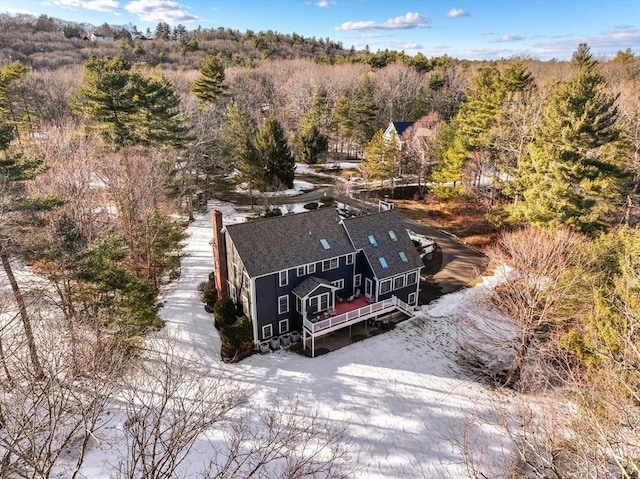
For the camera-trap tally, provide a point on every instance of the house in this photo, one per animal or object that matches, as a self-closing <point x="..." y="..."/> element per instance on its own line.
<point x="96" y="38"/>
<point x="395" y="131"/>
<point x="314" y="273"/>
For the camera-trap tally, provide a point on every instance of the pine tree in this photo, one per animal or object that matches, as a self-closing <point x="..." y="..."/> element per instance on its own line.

◆ **Set task**
Convert the material into a JSON list of strings, one string per line, leaving out blank lines and the pictures.

◆ **Task result**
[
  "For the camera-trap tally, provide a point on every instance of the house in this photo, one per animal or object that matches, as a self-closing <point x=\"...\" y=\"...\"/> element per instance on its own line.",
  "<point x=\"96\" y=\"38\"/>",
  "<point x=\"395\" y=\"131\"/>",
  "<point x=\"314\" y=\"273\"/>",
  "For the camera-trap tally, provide a point on every instance of the pine tree in this photo, one per animal or object that matches, as a self-closing <point x=\"...\" y=\"...\"/> element per instance on its own line."
]